A violent rustling comes across the speakers. It has happened before, but there is nothing to compare it to now.


Well, not nothing. You could compare the sound to “violent rustling”, for instance. In his puckish titles, Reinhold Friedl, the madman producing these sounds, compares them to things like “pendeloques de glace” (“pendants of ice”) and “ombres d’ombres” (“shadows of shadows”). Other sounds compare favorably to the spectres of night flying overhead, or to disorganized and bumbling cacophonies. These cacophonies often seem to contain horns, choirs, feedback, or even whole orchestras playing dissonant screeds and meditations out of Ligeti or Penderecki. All this sonic variety and depth covers up one impressive fact: Friedl is creating these sounds inside a Steinway piano, in real time. Hence this spellbinding double album’s title, Inside Piano.


The first disc, at least, is spellbinding. Over the course of an hour, Friedl carries us from the violent rustling of “évasions pour déplaire” (“escapes intended to displease”, I think) through the 40-minute epic noise poem “l’horizon des ballons” (“the horizon of the balloons”—apocalyptic imagery from countrywoman Nena?), and ends the disc with the creaking haunted house soundtrack “la conséquence des rêves” (“the consequence of dreams”). Friedl conjures his atonal music with noises and drones that gather gradually, their intensity growing until the accumulated clamor becomes uncomfortable, even painful. “Ballons” is especially impressive; whenever I listen to its perpetually shifting soundscapes and dynamics, I find myself hanging on Friedl’s every gesture, still unable to believe that one guy can produce these sharp sonic blasts and screams. This is all more accessible than you might think, thanks mostly to Friedl’s sense of variety and pacing. He somehow never repeats a trick as he spends 40 minutes rubbing the piano strings with metal tubes, belying the masturbatory nature of that act.

# [Collected material]
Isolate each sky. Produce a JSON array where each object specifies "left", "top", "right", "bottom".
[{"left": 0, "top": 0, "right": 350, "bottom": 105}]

# [Challenges]
(1) Does each statement below agree with the review of Inside Piano? For each, answer yes or no and quote the words of the review that decide it.
(a) Friedl makes the sounds inside a Steinway piano in real time.
(b) “l’horizon des ballons” lasts about 20 minutes.
(c) The first disc ends with “évasions pour déplaire”.
(2) Could you carry on with the review of Inside Piano, starting after its last sentence?

# [Outputs for the tasks]
(1)
(a) Yes: "Friedl is creating these sounds inside a Steinway piano, in real time."
(b) No: "the 40-minute epic noise poem “l’horizon des ballons”"
(c) No: "ends the disc with the creaking haunted house soundtrack “la conséquence des rêves”"

(2)
Freidl prepares his piano with a meticulousness usually associated with sewing people together into human centipedes. Inside Piano doubles as a compendium of inside piano techniques, a demonstration record whose music will outlive its novelty. At various points, Friedl bows the piano strings in different ways, loads them up with rocks, springs, and screws, and finds methods for producing percussive effects. His goal with most pieces is to use multiple techniques in concert with one another, “in order to follow the piano’s beautiful dream of being an orchestra.” Reading Friedl’s beatific liner notes while listening to his unearthly squall, you get the idea that pianos have sick, sick dreams.


As Freidl carefully points out in his liner notes, he’s far from the first to attempt this sort of music. It has happened before, in the works of composers like Mario Bertoncini and Horatiu Radulescu, but not with Friedl’s scope and ambition. As you might imagine, this genre of music lends itself to drones, and disc two doesn’t enthrall as consistently as the first. But turn on the buzzing and scraping pizzicati of “chevelure des cognasses”, a study in strings prepared with vibrating cymbals, and you’ll hear that old, elusive goal: Something New. Much like a nature film that takes you inside the colonies of small and inaccessible creatures, Inside Piano triumphantly showcases a new world that’s been here all along.

Rating:

Josh Langhoff is a church musician. He's written about music for The Village Voice, The Singles Jukebox, two EMP Pop Conferences, his church newsletter, his blog Surfing in Babylon, and the Burnside Writers Collective, where he also serves as music editor.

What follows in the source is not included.